#### PROBLEM DETAILS
List every line in the records below that contains the string "pole". Matching is case-sensitive.

Labeled region records
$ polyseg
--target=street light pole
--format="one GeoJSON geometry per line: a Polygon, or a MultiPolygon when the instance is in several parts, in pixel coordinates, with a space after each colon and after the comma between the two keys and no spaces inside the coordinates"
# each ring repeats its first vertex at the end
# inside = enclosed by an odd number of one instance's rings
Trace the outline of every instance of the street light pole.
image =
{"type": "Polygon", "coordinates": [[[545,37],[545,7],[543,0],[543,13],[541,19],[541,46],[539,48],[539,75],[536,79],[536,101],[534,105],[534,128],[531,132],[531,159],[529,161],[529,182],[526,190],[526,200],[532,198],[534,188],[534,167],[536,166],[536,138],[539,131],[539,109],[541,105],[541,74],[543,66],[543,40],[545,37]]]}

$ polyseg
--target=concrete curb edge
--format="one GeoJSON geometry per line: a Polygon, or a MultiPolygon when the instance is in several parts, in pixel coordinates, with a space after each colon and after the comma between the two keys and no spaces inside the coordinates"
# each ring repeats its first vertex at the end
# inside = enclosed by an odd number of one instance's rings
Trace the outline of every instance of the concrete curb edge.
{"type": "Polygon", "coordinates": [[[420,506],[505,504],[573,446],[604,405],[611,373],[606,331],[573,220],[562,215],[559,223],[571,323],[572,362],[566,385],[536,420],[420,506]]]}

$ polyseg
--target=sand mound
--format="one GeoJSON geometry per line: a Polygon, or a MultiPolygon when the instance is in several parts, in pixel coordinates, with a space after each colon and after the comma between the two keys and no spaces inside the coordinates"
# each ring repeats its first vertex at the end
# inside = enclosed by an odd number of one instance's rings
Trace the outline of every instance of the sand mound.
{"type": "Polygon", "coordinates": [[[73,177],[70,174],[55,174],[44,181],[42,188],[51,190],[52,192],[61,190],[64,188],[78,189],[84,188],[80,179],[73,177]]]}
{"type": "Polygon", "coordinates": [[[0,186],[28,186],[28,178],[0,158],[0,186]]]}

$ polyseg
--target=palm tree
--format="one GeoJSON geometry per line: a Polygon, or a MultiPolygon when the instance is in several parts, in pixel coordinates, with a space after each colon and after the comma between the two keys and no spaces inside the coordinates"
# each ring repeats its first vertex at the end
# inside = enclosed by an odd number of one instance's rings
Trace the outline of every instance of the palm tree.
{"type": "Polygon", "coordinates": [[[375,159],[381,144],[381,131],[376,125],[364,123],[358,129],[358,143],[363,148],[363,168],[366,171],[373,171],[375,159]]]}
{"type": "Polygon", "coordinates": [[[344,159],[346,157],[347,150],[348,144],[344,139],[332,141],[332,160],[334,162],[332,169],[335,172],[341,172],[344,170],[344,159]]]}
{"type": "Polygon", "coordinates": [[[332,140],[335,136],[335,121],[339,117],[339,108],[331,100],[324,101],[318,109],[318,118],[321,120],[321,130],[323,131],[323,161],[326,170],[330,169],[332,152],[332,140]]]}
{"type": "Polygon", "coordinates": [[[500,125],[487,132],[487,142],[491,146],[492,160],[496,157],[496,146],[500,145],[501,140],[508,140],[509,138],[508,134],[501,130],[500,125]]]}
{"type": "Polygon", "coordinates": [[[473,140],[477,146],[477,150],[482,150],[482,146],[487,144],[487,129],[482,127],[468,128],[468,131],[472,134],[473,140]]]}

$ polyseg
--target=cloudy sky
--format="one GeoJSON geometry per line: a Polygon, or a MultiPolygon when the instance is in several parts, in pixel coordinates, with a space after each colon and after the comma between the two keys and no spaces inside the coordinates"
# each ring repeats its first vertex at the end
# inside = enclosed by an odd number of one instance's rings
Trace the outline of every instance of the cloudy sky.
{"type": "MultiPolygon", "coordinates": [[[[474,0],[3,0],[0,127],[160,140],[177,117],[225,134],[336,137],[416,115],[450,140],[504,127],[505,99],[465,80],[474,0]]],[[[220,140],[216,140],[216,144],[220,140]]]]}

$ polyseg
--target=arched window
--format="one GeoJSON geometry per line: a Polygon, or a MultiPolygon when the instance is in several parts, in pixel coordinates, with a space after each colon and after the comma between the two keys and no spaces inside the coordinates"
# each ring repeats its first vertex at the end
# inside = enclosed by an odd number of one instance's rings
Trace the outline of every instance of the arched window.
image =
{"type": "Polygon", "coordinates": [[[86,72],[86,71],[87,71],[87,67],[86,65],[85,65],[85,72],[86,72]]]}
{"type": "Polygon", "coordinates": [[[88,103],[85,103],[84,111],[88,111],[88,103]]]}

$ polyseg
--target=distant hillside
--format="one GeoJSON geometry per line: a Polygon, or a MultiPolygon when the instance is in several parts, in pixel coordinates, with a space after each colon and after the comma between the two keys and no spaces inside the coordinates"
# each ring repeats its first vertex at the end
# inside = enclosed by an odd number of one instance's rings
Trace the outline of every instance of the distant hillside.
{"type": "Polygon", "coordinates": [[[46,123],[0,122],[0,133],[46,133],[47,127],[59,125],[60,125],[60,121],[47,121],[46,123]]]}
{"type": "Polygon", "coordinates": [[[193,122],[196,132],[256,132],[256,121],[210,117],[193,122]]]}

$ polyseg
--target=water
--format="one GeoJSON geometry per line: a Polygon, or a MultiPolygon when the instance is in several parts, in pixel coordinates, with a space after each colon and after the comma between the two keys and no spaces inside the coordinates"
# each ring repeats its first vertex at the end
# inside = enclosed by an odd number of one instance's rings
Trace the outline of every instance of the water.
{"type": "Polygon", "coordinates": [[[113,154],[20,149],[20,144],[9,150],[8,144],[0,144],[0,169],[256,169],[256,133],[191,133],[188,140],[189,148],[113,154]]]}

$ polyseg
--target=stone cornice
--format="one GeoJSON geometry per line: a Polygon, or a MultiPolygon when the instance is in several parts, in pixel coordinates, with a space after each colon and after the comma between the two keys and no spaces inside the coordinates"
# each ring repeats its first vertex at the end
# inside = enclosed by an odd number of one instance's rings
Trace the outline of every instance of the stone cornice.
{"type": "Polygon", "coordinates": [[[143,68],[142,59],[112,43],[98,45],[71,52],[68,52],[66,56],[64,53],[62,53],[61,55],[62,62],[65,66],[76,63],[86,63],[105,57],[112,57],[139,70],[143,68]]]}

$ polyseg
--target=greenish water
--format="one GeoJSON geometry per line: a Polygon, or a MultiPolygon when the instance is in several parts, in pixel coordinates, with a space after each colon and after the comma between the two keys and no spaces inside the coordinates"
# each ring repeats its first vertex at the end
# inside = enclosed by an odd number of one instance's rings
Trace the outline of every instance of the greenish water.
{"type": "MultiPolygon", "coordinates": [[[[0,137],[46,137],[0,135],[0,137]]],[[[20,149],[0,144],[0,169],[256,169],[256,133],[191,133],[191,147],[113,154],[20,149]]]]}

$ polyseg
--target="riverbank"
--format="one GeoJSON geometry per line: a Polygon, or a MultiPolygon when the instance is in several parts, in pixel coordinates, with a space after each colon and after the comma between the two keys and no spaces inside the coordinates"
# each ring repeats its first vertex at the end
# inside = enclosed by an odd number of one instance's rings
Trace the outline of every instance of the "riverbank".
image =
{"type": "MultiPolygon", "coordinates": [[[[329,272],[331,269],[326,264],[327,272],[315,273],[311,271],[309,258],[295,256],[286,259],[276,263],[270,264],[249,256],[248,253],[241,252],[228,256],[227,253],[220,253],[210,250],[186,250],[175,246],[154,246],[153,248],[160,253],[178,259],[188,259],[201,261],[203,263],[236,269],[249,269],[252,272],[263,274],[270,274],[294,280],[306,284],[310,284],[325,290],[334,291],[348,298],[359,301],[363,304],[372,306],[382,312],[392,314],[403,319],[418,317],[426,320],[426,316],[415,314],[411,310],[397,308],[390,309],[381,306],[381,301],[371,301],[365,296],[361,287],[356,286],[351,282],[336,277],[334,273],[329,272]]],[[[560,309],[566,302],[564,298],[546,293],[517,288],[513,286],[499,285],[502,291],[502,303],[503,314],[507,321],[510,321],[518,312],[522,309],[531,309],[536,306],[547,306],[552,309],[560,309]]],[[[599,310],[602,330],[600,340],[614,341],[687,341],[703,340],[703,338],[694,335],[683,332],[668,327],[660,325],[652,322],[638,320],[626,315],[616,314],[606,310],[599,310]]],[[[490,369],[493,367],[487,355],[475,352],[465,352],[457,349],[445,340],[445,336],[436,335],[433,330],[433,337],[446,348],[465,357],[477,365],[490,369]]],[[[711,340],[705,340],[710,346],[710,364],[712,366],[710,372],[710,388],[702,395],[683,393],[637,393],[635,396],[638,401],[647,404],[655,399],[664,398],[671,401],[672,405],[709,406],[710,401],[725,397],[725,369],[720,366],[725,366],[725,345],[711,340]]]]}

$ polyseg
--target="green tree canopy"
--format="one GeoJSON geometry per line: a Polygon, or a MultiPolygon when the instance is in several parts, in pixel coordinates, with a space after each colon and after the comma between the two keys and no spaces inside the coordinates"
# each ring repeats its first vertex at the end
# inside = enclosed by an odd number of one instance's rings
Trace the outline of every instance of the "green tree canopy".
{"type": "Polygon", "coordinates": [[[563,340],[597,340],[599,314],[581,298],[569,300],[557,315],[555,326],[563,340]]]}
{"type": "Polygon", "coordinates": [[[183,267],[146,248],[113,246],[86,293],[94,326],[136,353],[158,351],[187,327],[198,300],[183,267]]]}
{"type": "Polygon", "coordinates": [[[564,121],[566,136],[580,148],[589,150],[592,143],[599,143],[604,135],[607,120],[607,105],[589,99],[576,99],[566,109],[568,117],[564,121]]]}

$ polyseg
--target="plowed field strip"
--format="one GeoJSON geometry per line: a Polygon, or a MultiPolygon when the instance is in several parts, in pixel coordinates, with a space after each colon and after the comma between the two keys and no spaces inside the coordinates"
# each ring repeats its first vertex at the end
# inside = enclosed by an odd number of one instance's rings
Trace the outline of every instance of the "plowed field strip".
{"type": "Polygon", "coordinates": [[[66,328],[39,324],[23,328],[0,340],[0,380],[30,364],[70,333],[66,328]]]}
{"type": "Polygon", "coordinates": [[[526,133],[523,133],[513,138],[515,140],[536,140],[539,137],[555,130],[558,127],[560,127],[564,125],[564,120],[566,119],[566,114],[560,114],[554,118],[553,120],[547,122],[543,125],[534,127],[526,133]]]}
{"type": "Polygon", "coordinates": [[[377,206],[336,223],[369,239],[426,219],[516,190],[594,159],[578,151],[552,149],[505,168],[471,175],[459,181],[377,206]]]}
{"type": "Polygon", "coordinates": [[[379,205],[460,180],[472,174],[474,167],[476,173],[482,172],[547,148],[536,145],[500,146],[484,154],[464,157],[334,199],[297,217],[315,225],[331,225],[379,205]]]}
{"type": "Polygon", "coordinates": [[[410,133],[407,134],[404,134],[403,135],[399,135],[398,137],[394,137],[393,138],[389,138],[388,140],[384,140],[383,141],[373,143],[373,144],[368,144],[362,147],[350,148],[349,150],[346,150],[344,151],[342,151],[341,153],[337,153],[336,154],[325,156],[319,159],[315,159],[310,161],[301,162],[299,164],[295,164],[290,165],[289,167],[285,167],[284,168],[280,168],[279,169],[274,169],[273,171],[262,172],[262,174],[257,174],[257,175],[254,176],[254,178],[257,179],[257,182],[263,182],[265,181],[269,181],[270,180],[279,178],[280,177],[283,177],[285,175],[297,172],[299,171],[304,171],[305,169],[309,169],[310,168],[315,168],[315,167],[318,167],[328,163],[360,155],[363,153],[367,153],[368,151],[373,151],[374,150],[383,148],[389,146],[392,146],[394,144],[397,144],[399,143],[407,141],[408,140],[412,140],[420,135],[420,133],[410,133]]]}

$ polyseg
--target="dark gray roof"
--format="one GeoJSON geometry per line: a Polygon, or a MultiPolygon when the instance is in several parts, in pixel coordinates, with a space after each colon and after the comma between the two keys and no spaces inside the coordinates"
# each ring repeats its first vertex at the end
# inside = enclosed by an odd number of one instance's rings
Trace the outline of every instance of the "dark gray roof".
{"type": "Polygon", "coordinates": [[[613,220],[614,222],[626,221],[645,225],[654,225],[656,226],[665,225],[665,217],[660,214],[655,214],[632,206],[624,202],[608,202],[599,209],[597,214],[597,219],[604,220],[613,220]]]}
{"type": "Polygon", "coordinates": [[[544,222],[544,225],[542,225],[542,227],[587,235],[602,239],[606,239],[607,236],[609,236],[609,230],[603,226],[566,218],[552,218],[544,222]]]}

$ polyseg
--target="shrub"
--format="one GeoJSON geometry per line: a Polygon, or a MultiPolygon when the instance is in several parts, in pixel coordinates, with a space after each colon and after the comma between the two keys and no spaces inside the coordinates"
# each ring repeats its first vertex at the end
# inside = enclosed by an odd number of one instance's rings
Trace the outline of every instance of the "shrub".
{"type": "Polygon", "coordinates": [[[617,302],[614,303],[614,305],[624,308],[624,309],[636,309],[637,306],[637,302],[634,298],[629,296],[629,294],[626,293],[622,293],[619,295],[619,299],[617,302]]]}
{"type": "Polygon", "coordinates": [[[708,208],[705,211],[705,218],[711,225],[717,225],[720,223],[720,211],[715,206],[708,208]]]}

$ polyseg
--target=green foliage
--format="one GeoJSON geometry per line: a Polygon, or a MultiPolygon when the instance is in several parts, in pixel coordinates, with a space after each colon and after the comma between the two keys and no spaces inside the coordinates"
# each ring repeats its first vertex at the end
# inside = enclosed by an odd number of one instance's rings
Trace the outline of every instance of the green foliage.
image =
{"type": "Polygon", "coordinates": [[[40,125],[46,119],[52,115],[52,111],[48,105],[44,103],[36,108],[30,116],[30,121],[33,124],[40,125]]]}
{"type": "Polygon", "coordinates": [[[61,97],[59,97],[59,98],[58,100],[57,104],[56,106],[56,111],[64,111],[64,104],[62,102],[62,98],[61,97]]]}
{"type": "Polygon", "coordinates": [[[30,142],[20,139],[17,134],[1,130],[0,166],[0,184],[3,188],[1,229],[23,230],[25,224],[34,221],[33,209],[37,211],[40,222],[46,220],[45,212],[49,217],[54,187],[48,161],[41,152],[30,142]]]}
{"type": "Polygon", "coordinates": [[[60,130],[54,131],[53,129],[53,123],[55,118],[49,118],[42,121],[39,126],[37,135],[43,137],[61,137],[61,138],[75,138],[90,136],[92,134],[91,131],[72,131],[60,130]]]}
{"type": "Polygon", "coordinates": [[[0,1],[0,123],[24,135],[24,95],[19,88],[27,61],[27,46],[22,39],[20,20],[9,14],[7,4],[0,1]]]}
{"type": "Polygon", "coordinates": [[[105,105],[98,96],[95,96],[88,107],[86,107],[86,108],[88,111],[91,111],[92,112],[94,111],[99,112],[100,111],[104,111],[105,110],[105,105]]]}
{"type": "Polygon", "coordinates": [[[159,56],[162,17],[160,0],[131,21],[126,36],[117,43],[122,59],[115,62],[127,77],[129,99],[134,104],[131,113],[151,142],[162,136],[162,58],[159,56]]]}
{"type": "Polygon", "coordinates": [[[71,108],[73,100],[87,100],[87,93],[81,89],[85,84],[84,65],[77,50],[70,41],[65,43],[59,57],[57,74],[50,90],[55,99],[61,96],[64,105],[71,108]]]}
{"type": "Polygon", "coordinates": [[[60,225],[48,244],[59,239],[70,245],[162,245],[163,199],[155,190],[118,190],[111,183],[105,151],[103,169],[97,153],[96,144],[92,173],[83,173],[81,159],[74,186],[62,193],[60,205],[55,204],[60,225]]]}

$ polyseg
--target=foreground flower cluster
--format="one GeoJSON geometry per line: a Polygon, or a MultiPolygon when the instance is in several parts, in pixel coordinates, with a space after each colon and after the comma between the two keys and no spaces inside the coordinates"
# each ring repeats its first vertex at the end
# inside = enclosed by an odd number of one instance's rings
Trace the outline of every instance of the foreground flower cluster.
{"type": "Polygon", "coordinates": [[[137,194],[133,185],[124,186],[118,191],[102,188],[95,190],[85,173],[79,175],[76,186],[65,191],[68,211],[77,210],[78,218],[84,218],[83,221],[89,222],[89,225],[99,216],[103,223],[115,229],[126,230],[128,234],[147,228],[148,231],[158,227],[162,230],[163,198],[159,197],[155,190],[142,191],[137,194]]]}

#### EXERCISE RESULT
--target=street light pole
Trace the outline of every instance of the street light pole.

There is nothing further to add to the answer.